▸ What to work on
• 1. In the passage about the fight to enact Parenting Plans, what did the government agency in charge of child support predict the bill would do?
• 2. Continue the passage about the fight to enact Parenting Plans from its final sentence.

▸ Extracted text
***
I knew that getting Parenting Plans enacted would require an extraordinary effort, and would likely be thought of as ahead of its time, destined for a glass ceiling, but I was truly surprised at the ferocity of the opposition. The organized Family Law Section of the State Bar Association claimed it would increase, not decrease the number of custody battles. The Chief Family Court Judge from the largest county in the state literally became unglued from his seat while testifying that the bill would cost millions and millions of dollars in increased court costs. The women’s groups, particularly the advocates for victims of domestic violence, were certain it would lead to more violence. And the government agency in charge of child support says less, not more, child support would get paid.
The whole story about this hard-fought battle to get Parenting Plans enacted is set-forth in an Appendix to the hard copy of this book. Suffice to say it did finally become law (slightly modified) and is now universally acclaimed by parents, lawyers and judges. Pretty quickly I want to speed ahead to the day I had my second-highest-ever jump for joy. (For my highest-highest leap, read “Can I take your girl for a Spin?”) But first a little more on the art of politics:
In the 1997-1998 biennial session of the legislature, the Senate refused to even hear my Parenting Plans bill, simply based upon who opposed it, rather than based on any understanding of what the bill actually said.
***
▸ Data for review
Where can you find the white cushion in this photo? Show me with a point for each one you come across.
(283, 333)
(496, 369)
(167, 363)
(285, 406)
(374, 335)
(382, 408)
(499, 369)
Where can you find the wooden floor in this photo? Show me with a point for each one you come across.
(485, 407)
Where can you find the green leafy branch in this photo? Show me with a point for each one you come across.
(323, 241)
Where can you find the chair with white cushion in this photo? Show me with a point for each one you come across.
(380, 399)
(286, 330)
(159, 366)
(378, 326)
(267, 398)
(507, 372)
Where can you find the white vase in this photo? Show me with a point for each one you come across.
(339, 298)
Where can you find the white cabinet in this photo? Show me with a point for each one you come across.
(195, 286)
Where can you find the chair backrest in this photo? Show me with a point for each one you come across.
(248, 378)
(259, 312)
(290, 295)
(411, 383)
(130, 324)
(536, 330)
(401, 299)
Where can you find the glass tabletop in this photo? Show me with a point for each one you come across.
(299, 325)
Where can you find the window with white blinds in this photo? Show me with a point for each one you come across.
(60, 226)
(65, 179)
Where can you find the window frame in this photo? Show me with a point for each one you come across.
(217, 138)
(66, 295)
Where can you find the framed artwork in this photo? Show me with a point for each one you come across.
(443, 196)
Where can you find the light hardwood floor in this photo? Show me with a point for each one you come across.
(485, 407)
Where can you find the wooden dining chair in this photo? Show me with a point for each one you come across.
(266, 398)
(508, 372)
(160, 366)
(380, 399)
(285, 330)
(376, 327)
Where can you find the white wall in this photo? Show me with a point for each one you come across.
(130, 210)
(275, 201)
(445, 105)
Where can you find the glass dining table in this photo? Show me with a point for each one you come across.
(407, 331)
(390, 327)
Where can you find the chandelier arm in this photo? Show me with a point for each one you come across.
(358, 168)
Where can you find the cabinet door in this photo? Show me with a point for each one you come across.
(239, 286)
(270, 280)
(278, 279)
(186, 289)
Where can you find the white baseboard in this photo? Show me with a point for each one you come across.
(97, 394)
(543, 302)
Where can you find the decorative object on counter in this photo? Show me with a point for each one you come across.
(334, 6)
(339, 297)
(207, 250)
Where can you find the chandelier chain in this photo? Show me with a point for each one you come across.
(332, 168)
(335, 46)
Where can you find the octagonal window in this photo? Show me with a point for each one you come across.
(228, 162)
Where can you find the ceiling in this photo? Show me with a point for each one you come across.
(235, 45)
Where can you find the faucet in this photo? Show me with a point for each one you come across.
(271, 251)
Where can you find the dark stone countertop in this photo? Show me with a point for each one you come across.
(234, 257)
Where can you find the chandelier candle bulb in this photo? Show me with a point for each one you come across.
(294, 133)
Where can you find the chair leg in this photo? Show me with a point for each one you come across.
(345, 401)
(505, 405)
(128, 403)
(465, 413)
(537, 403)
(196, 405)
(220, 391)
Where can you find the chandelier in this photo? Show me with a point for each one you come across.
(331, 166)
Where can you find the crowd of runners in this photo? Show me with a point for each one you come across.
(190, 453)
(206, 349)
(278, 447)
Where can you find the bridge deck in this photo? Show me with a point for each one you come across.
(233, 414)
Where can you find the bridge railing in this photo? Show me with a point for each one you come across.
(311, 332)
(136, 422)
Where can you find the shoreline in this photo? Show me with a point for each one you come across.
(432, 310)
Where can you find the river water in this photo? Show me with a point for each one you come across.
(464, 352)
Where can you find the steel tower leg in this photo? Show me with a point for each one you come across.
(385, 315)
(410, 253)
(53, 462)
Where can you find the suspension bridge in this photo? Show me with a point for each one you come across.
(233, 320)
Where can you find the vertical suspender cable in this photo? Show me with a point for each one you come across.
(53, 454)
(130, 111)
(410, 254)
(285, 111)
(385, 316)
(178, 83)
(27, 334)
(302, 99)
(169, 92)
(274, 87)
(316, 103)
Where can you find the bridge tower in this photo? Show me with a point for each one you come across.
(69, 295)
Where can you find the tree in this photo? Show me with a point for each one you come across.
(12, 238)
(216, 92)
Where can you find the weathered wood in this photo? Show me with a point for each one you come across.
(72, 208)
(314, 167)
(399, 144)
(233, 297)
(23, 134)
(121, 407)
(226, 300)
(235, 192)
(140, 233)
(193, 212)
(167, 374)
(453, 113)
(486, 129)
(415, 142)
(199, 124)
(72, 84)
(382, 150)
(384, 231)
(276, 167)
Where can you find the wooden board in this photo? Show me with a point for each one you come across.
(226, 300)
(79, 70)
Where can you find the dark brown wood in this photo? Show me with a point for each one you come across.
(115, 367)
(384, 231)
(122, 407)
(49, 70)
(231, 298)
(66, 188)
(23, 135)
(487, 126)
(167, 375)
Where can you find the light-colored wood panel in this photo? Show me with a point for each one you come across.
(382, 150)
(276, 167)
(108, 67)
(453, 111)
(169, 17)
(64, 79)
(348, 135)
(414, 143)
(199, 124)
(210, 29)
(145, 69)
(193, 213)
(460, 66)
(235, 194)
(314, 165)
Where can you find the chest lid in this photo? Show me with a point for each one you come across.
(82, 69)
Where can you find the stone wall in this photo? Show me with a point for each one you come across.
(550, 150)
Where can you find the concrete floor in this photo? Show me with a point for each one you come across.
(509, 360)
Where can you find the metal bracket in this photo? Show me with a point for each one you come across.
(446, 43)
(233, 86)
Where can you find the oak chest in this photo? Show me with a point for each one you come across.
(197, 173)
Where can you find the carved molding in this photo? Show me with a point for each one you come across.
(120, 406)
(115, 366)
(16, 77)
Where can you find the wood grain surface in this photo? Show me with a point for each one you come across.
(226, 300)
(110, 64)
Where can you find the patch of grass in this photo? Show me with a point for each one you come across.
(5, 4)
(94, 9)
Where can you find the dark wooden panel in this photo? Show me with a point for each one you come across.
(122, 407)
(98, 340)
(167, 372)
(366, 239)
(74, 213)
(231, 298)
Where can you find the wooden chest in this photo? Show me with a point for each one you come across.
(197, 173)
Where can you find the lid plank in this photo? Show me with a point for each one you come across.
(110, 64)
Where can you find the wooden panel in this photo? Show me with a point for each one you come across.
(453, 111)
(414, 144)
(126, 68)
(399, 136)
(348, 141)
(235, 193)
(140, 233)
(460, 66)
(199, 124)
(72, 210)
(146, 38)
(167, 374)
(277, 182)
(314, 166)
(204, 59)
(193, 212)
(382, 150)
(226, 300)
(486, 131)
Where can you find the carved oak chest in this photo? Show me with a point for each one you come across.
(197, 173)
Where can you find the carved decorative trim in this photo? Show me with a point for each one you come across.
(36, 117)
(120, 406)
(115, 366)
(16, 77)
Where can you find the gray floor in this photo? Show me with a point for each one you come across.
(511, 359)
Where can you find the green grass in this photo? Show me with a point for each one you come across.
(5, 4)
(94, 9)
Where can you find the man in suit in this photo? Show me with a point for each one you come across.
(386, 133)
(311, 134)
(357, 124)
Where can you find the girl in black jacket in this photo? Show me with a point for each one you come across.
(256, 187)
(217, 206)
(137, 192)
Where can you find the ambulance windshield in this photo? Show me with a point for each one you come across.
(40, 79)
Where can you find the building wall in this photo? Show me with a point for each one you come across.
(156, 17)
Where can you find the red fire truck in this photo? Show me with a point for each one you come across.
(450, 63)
***
▸ Responses by item number
• 1. It predicted that less, not more, child support would get paid.

• 2.
“Okay, you won’t read my bill,” I thought, “Take this Senators!” and I attached my House Bill (with a 110 to 24 vote of my fellow House Members) as an amendment to a Senate Bill going back to the Senate with the court system’s biennial appropriation. Now the Senate at least had to take my amendment (my Parenting Plans bill) up in a conference committee of House & Senate Members, and, if nothing else, maybe I could leverage its getting jettisoned for something. And that worked. The five Conference Committee Senators agreed that if I withdrew my amendment, we would add a one-time appropriation of $75,000 for the Minnesota Supreme Court to conduct a study as to whether I had a good idea or a bad idea.
Miraculously, during the course of the two year study, the mediators and family therapists won out over the lawyers and judges, and, although there was a minority report, the majority of the task force recommended the bill move forward in the best interests of children. It became law in 2001. In 2002 I retired from the Legislature and became Director of Saint Paul’s Housing and Neighborhood Improvement Dept. (Read “Third Time’s The Charm.”) For the next four years I did not practice law, do any divorce cases, and didn’t get a chance to put the law to work myself – and, much to my dismay – it remained so unpopular with lawyers and judges, it was hardly being used. Remember, laws do not execute themselves in this world. For four years, with regards to the judicial system, I felt like an outlier, an outsider, a guy looking in with a glass-ceiling, un-liked by the Powers-That-Be, all based on a reputation (unfair glass ceiling) for being “a father’s rights guy” rather than a champion of children.